[What is expected]: Where the line containing "If you could put a dot on the paved" appears in the records below, begin there and output each line verbatim through the last line.

+ + + + +

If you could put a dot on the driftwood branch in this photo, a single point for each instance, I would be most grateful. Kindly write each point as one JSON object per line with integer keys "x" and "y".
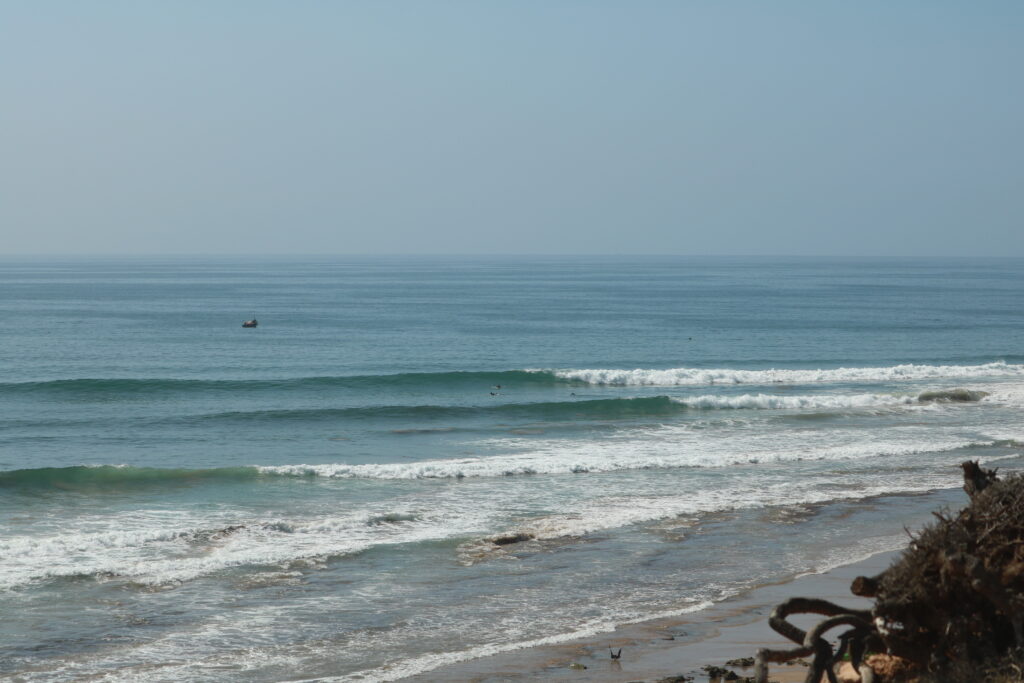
{"x": 948, "y": 606}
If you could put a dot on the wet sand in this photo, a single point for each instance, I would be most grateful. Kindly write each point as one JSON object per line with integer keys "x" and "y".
{"x": 669, "y": 647}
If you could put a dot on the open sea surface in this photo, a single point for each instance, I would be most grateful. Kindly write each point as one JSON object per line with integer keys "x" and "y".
{"x": 416, "y": 461}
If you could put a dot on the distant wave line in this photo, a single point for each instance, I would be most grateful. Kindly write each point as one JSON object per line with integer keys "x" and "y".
{"x": 112, "y": 387}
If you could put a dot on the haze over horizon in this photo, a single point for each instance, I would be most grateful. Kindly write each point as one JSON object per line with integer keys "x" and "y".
{"x": 688, "y": 128}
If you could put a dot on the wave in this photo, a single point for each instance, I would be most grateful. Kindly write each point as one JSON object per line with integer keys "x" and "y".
{"x": 113, "y": 387}
{"x": 700, "y": 376}
{"x": 86, "y": 477}
{"x": 597, "y": 409}
{"x": 114, "y": 476}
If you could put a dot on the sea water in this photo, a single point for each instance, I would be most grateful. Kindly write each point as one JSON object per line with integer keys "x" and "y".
{"x": 415, "y": 461}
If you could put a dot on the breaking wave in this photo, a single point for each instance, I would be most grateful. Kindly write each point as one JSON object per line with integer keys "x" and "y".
{"x": 698, "y": 376}
{"x": 111, "y": 388}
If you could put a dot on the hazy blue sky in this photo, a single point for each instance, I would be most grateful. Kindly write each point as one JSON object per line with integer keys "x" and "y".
{"x": 816, "y": 127}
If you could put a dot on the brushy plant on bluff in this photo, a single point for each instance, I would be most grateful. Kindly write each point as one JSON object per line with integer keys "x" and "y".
{"x": 949, "y": 609}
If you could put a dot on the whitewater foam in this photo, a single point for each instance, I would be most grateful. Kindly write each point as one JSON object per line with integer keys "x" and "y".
{"x": 695, "y": 376}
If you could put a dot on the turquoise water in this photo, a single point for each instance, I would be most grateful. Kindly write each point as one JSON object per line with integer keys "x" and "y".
{"x": 415, "y": 461}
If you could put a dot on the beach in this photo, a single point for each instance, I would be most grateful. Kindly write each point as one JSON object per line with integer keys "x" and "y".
{"x": 472, "y": 468}
{"x": 676, "y": 646}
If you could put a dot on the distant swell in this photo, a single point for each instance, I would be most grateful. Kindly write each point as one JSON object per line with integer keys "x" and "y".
{"x": 132, "y": 386}
{"x": 84, "y": 477}
{"x": 104, "y": 476}
{"x": 113, "y": 387}
{"x": 599, "y": 409}
{"x": 699, "y": 376}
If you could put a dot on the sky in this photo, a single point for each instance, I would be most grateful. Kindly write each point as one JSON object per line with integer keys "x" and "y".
{"x": 871, "y": 128}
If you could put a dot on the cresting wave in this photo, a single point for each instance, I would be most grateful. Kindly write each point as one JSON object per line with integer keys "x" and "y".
{"x": 112, "y": 476}
{"x": 113, "y": 387}
{"x": 599, "y": 409}
{"x": 84, "y": 477}
{"x": 580, "y": 409}
{"x": 698, "y": 376}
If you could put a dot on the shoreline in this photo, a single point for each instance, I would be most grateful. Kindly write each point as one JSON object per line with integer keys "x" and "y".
{"x": 670, "y": 646}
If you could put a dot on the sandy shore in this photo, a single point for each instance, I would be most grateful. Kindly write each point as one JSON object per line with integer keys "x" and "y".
{"x": 680, "y": 645}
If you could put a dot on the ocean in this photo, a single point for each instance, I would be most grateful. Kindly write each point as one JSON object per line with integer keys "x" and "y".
{"x": 418, "y": 461}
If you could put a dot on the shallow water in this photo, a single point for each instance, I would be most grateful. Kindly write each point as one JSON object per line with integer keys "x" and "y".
{"x": 182, "y": 499}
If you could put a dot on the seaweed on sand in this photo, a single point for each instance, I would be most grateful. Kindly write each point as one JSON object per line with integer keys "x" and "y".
{"x": 949, "y": 608}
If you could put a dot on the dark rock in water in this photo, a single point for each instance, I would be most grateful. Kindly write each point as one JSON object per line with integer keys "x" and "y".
{"x": 509, "y": 540}
{"x": 957, "y": 395}
{"x": 741, "y": 662}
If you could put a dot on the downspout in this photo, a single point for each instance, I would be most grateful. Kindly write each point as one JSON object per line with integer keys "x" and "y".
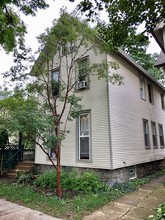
{"x": 109, "y": 120}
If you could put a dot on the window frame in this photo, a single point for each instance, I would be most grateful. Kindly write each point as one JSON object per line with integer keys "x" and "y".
{"x": 150, "y": 93}
{"x": 142, "y": 88}
{"x": 154, "y": 136}
{"x": 85, "y": 78}
{"x": 162, "y": 100}
{"x": 58, "y": 81}
{"x": 79, "y": 136}
{"x": 161, "y": 137}
{"x": 146, "y": 135}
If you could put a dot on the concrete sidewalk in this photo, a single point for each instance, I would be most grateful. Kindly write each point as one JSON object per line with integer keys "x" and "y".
{"x": 137, "y": 205}
{"x": 12, "y": 211}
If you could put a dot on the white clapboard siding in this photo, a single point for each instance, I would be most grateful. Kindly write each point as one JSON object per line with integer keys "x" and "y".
{"x": 127, "y": 110}
{"x": 95, "y": 100}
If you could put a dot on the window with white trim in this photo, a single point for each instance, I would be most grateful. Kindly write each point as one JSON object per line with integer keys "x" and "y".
{"x": 146, "y": 134}
{"x": 154, "y": 134}
{"x": 84, "y": 136}
{"x": 142, "y": 87}
{"x": 161, "y": 135}
{"x": 162, "y": 100}
{"x": 55, "y": 82}
{"x": 83, "y": 73}
{"x": 150, "y": 93}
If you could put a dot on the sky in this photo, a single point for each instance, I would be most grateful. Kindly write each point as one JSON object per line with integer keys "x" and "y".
{"x": 36, "y": 25}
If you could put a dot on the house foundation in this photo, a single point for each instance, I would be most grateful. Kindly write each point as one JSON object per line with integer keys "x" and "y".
{"x": 118, "y": 175}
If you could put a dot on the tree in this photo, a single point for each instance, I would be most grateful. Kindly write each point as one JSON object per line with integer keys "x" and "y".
{"x": 45, "y": 108}
{"x": 12, "y": 28}
{"x": 136, "y": 46}
{"x": 124, "y": 14}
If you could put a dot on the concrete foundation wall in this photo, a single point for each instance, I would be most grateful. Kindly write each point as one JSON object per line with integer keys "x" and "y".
{"x": 118, "y": 175}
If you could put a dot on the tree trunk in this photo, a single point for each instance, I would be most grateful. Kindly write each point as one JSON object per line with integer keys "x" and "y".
{"x": 58, "y": 170}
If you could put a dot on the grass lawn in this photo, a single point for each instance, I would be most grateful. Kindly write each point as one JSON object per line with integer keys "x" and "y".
{"x": 73, "y": 205}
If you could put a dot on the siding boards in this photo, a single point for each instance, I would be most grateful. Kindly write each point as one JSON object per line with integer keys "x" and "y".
{"x": 94, "y": 99}
{"x": 126, "y": 113}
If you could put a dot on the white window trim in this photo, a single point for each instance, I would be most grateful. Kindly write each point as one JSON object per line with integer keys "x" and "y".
{"x": 142, "y": 88}
{"x": 89, "y": 135}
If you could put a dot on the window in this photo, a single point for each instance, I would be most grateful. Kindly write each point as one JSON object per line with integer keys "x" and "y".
{"x": 162, "y": 100}
{"x": 132, "y": 172}
{"x": 161, "y": 135}
{"x": 83, "y": 68}
{"x": 55, "y": 82}
{"x": 154, "y": 134}
{"x": 52, "y": 154}
{"x": 150, "y": 93}
{"x": 142, "y": 86}
{"x": 146, "y": 134}
{"x": 84, "y": 136}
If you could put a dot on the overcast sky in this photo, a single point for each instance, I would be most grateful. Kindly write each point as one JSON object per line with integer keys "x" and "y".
{"x": 37, "y": 25}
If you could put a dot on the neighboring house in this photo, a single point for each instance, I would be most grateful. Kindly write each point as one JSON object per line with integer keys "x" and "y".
{"x": 120, "y": 132}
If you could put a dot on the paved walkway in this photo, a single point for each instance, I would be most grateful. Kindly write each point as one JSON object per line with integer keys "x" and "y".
{"x": 133, "y": 206}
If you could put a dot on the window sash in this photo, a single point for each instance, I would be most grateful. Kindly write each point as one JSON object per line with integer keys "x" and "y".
{"x": 150, "y": 93}
{"x": 162, "y": 100}
{"x": 83, "y": 69}
{"x": 142, "y": 88}
{"x": 84, "y": 136}
{"x": 154, "y": 134}
{"x": 161, "y": 135}
{"x": 146, "y": 133}
{"x": 55, "y": 82}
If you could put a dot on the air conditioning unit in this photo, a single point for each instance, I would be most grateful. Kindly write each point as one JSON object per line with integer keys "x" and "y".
{"x": 81, "y": 84}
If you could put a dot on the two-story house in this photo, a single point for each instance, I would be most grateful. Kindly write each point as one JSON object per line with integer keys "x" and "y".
{"x": 120, "y": 131}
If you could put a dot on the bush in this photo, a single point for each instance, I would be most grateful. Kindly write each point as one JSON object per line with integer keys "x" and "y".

+ + + + +

[Output of the task]:
If you could put a dot on the paved walkway in this photo, a single point for each instance, I would be most grateful. Kindly write each point as one JSON object per line with integer keys "x" and "y".
{"x": 133, "y": 206}
If you could put a dot on the window sash in this photo, a single point for each instance, I would be most grateful. Kindly write each point as one JSON object per line with integer keys "x" and "y".
{"x": 150, "y": 93}
{"x": 162, "y": 100}
{"x": 83, "y": 69}
{"x": 142, "y": 88}
{"x": 84, "y": 136}
{"x": 154, "y": 134}
{"x": 161, "y": 135}
{"x": 146, "y": 133}
{"x": 55, "y": 82}
If you could put a dot on the air conditioning unit in this photo, a single point for each instance, I would be most grateful. Kindly write each point as one JSON object per line with integer keys "x" and "y".
{"x": 81, "y": 84}
If you could put a dot on the two-story house in this photo, a single point for each instance, I would be most grateful. Kindly write each point as one JSON object per line with integer keys "x" and "y".
{"x": 120, "y": 131}
If you could put a dot on the bush in this photo, a single point for each instance, I would be most grateful. Kindly write each point as one JSON object per line with integer keys "x" and "y".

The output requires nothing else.